TASK INSTRUCTIONS
• a. In the passage on Dancer2 sessions, condense the paragraph beginning "The principle is that when you visit the site" into a short bulleted list that keeps its main facts.
• b. Carry on the passage on Dancer2 sessions, starting after its last sentence.

TEXT PASSAGE

BEGIN

Click here for the name of the eldest son of Count Andrew von Count the first

and as you click on the link you'll get responses

Click here for the name of the eldest son of Count Andrew von Count the second
Click here for the name of the eldest son of Count Andrew von Count the third
...


Approach 1: The ephemeral cookie key


In the code above, the line

set session => 'Simple';

was actually unnecessary since Simple sessions are switched on by default. The intention is to highlight to the reader the fact that we're using the Dancer2::Session::Simple session factory.

The principle is that when you visit the site, the app responds with a cookie (some random unique string) in the header. On subsequent requests, your browser sends that cookie along in the header and Dancer looks it up to find all the data you've stored against it in the session.

Now this seems to be working fine, but your site is getting popular so to improve performance you run it under Starman and Plack so you can serve the pages more quickly using middleware to gzip the images.

$ plackup -s Starman --port 3000 --workers 1  ./cookie.pl 

This is still working nicely but your site is getting so many Sesame street fans you realise you'll need another worker process managing all these HTTP requests, so you run:

$ plackup -s Starman --port 3000 --workers 2  ./cookie.pl

and things stop working. Give it a try! You visit the login page but then within the first couple of clicks you're back to the Cookie Monster response.

To give yourself a hint at what's going wrong, print the process id ($$) on each page. You'll find that as soon as Starman delegates an HTTP request to a different worker, it has no idea about the cookie and creates a new one with no session data stored against it.

The reason for this is that you've got two sessions, and each session factory stores the cookies in its own hash which is a variable. Variables are not shared across processes.

END

DATA ROWS

BEGIN

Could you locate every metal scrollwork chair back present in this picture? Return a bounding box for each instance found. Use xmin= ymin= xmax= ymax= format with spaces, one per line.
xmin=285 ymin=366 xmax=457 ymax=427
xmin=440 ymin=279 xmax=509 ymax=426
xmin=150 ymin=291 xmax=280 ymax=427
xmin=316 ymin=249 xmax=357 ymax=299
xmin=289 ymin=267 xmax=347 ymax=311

END

SET OF ANSWERS
• a.
- On a visit to the site, the app sends a cookie, a random unique string, in the header.
- On later requests, the browser sends that cookie back in the header.
- Dancer uses the cookie to look up all the data stored against it in the session.

• b.
Approach 2: The fat cookie


To solve the problem above, you can replace

set session => 'Simple'

with


set engines => {
    session => {
        Cookie => { secret_key => 'my_secret_key' }
    }
};
set session => 'Cookie' ;

The Dancer2::Session::Cookie factory works by encrypting the hash of all the session data as a string and regarding that encryption as the cookie. In this way the server doesn't need to store anything at all, but if you have a lot of data in your session, it could slow things down considerably.



Approach 3: The persistent cookie key


Simply install memcached and change the settings to:

set engines => {
  session => {
    Memcached => { memcached_servers => 'localhost:11211' }
  }
};
set session => 'Memcached';

Memcached provides memory which can be shared between the worker processes on your host, and even between processes on different hosts. As such you can load balance between workers and they pass the cookie to the memcached server to retrieve the session data.


Conclusion

Apart from Simple, Cookie and Memcached there are at least eight other session factories implemented on top of Dancer2 but they all model the third approach above, using all types of server side storage from text files to databases. The conclusion to draw from this is that in production servers, the persistent cookie key is the standard approach.